### Work instruction
Could you print the full listing again, exactly as written?

### Provided entries

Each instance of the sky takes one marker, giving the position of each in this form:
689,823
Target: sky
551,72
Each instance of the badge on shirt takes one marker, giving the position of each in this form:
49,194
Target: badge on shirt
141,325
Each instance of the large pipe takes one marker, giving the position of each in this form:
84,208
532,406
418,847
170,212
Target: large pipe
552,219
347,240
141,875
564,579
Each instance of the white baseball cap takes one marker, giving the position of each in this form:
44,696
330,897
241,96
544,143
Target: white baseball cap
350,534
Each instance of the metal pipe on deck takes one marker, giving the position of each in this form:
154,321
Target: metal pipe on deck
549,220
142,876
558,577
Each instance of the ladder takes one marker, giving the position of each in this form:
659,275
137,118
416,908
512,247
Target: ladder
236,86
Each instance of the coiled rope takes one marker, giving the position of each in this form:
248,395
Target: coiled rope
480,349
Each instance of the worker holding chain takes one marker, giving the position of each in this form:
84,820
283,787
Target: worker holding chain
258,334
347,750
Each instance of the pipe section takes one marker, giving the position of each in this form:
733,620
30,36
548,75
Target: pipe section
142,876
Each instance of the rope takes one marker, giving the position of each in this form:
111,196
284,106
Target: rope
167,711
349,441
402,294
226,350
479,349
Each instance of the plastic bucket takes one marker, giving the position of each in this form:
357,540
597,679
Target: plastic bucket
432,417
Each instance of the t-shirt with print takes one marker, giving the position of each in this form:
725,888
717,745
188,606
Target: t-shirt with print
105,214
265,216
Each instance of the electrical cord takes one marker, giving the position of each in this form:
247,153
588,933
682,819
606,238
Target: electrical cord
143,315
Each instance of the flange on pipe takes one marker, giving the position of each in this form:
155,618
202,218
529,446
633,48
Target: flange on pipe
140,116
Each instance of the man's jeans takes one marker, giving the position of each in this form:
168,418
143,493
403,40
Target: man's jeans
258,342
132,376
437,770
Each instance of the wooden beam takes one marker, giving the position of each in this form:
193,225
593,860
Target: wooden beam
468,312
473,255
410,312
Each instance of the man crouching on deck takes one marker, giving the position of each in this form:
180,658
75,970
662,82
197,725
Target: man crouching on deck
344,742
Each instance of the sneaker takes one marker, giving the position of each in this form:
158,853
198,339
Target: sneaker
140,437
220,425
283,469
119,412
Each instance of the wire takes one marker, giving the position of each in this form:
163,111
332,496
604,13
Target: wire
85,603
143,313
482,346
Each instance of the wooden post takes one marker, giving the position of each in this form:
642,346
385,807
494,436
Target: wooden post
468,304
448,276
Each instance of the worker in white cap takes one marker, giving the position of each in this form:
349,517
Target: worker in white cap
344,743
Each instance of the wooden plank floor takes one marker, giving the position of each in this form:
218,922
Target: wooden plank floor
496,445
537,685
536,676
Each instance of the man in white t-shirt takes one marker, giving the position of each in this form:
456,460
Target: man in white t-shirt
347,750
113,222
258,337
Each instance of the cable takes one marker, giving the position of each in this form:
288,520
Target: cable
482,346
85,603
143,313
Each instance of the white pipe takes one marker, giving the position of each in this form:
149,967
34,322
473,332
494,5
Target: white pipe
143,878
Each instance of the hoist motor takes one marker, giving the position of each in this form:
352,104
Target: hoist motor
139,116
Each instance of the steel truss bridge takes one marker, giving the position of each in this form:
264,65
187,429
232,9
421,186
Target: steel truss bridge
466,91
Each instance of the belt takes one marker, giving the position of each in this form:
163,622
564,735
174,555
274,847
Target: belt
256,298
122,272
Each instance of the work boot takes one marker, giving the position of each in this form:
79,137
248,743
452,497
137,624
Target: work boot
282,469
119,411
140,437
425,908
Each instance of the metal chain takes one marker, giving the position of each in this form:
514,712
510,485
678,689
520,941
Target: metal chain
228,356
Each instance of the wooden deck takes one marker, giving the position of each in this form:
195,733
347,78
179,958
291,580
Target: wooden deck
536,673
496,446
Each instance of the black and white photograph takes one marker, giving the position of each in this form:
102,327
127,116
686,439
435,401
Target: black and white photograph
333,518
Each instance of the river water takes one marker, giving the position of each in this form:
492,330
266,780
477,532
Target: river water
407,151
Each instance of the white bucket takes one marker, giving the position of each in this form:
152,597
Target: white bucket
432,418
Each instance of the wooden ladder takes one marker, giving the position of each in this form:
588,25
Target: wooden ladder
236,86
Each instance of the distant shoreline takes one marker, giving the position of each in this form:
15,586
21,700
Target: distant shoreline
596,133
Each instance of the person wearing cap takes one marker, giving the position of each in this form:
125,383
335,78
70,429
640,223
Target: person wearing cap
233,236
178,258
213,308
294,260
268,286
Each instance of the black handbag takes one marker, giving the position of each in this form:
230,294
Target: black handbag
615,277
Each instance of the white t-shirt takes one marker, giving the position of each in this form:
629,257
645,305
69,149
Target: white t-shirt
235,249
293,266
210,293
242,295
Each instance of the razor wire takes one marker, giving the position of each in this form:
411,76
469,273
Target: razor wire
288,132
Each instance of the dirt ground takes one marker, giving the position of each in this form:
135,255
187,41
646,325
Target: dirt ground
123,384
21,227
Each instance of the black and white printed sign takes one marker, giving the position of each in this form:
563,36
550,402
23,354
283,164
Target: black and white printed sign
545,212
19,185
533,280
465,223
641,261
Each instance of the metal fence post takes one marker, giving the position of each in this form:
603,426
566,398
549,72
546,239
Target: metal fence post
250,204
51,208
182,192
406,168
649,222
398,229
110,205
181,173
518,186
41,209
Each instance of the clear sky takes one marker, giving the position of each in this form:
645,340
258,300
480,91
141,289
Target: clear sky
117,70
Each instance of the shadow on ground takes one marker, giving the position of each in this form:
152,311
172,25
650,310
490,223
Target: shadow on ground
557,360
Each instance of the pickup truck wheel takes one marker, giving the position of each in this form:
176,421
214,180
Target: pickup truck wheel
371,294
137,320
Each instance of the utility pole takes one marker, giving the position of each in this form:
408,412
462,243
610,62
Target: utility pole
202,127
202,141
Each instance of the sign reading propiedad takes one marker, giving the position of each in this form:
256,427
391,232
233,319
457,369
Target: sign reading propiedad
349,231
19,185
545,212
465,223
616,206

######

### Answer to the exercise
Each instance of the sky takes one marker, giving the position of each in this form:
689,823
Target: sky
551,72
Each instance of the badge on shirt takes one marker, giving the position of each in this form:
49,194
Target: badge on shirt
141,325
Each instance of the large pipe takes one marker, giving the position of each in this form:
84,208
532,406
418,847
170,212
Target: large pipe
552,219
347,240
141,875
564,579
Each instance of the white baseball cap takes one marker, giving the position of each in this form:
44,696
330,897
241,96
544,143
Target: white baseball cap
350,534
Each instance of the metal pipe on deck takes one marker, giving the position of each in this form:
154,321
Target: metal pipe on deck
549,220
142,876
558,577
Each instance of the ladder takes one marker, giving the position of each in this form:
659,275
137,118
416,908
512,247
Target: ladder
236,86
Each instance of the coiled rope takes one marker, giving the position of each in this form:
248,395
Target: coiled rope
480,349
Each instance of the worker holding chain takes one marker, giving the position of each in this form:
84,820
283,787
Target: worker holding chain
258,334
347,750
Each instance of the pipe section takes one marker, giving the position of each in this form:
733,620
30,36
548,75
Target: pipe section
142,876
Each instance of the rope takes one marker, giving the position of each in this form:
111,196
284,106
Target: rope
167,711
349,441
402,294
226,350
479,349
Each instance of the plastic bucket takes one marker, giving the position of each in this form:
357,540
597,679
Target: plastic bucket
432,417
Each instance of the t-shirt with print takes one marker, giving the position of each in this form:
725,888
717,745
188,606
Target: t-shirt with print
105,214
265,216
Each instance of the electrical cord takes one marker, giving the position of each in this form:
247,153
588,933
682,819
606,238
Target: electrical cord
143,315
Each instance of the flange on pipe takes one marker, giving the position of each in this form:
155,618
202,218
529,446
633,48
Target: flange on pipe
140,116
Each instance of the man's jeans takes one marker, giving the position of each in this form:
168,418
143,493
403,40
Target: man's jeans
258,342
132,376
437,770
Each instance of the wooden beam takes one marker, giving the position of each in this form:
193,225
593,860
Target: wooden beam
468,312
473,255
410,312
Each instance of the man crouching on deck takes one marker, giving the position of each in this form:
180,658
75,970
662,82
197,725
Target: man crouching on deck
344,742
Each instance of the sneaker takes one marker, giving the position of each in this form:
158,853
198,339
Target: sneaker
140,437
220,425
283,469
119,412
Each instance of the wire takes one marker, giving the position of each in this form:
163,111
332,496
604,13
Target: wire
85,603
143,313
482,346
Each instance of the wooden post takes one marker, giving the position of each in this form:
642,346
385,807
494,436
Target: wooden post
468,304
448,276
Each instance of the worker in white cap takes one marker, giving the position of each in this form:
349,517
Target: worker in white cap
344,743
Each instance of the wooden plank floor takes one marker, giving the position of each in this form:
218,922
Target: wooden plank floor
496,445
537,685
536,676
Each instance of the man in white t-shirt takes one marker, giving the position of each in this form:
456,460
Target: man in white t-shirt
347,750
113,222
258,337
Each instance of the cable takes one marker, giving the position of each in this form:
288,520
Target: cable
482,346
85,603
143,313
Each instance of the white pipe takes one marker, giving the position of each in this form:
149,967
34,322
473,332
494,5
Target: white pipe
143,878
Each instance of the hoist motor takes one marker, giving the position of each in this form:
352,104
Target: hoist motor
139,116
Each instance of the steel truss bridge takes one marker, giving the position of each in this form:
264,65
187,429
232,9
421,186
Target: steel truss bridge
466,91
Each instance of the belt takes one marker, giving the position of each in this form:
163,622
564,735
174,555
274,847
Target: belt
256,298
122,272
Each instance of the work boot takes one marker, giving the position of each in this form:
79,137
248,743
452,497
137,624
Target: work boot
282,469
119,411
140,437
425,908
Each instance of the metal chain takes one marker, giving the position of each in this form:
514,712
510,485
678,689
520,941
Target: metal chain
228,356
Each instance of the wooden deck takes one marker, giving the position of each in this form:
195,733
347,78
179,958
291,580
Target: wooden deck
536,673
496,446
Each instance of the black and white photograph takes one marker, giving the position of each in this form:
102,327
127,116
686,439
435,401
Target: black and white photograph
333,518
Each instance of the river water takes one marker, giving the position of each in this form:
492,330
266,780
477,532
Target: river water
407,151
Each instance of the white bucket takes one marker, giving the position of each in this form:
152,597
Target: white bucket
432,418
Each instance of the wooden ladder takes one marker, giving the position of each in this form:
588,25
Target: wooden ladder
236,86
Each instance of the distant shoreline takes one marker, giving the position of each in this form:
15,586
21,700
Target: distant shoreline
596,133
Each instance of the person wearing cap takes one marker, giving the position of each in this form:
125,383
335,78
70,429
640,223
Target: person wearing cap
233,236
178,258
213,308
294,260
268,286
Each instance of the black handbag takes one marker, giving the position of each in this form:
230,294
Target: black handbag
615,277
Each instance of the white t-shirt takes one marker, giving the position of each in this form:
629,257
645,305
69,149
Target: white t-shirt
235,249
293,266
210,293
242,295
Each instance of the razor wire takes one marker, giving the position of each in this form:
411,76
469,273
Target: razor wire
288,132
Each instance of the dirt ground takes one marker, giving the position of each in this form:
135,255
187,41
646,325
Target: dirt ground
123,384
21,227
Each instance of the black and white printed sign takes one marker, giving the position of each in this form:
563,36
550,402
23,354
283,164
Target: black and white printed sign
545,212
19,185
533,280
465,223
641,261
Each instance of the metal fence post takes one marker, giving the position of each in this form:
603,426
566,398
549,72
546,239
Target: metal fence post
250,204
51,208
182,192
406,168
649,222
398,229
110,205
181,173
518,186
41,209
Each instance of the clear sky takes one marker, giving the position of each in this form:
645,340
258,300
480,91
141,289
Target: clear sky
117,70
Each instance of the shadow on ground takes one marker, giving the position of each in this form:
152,311
172,25
650,310
490,223
Target: shadow on ground
557,360
Each instance of the pickup truck wheel takes one marker, giving the position of each in this form:
176,421
214,180
Target: pickup truck wheel
371,294
137,320
Each instance of the utility pole takes one marker, giving the position of each in this form:
408,412
462,243
610,62
Target: utility pole
202,127
202,141
Each instance of the sign reading propiedad takes one marker, giving the position of each in this form:
256,427
391,232
233,319
457,369
Target: sign reading propiedad
349,231
19,185
545,212
465,223
616,206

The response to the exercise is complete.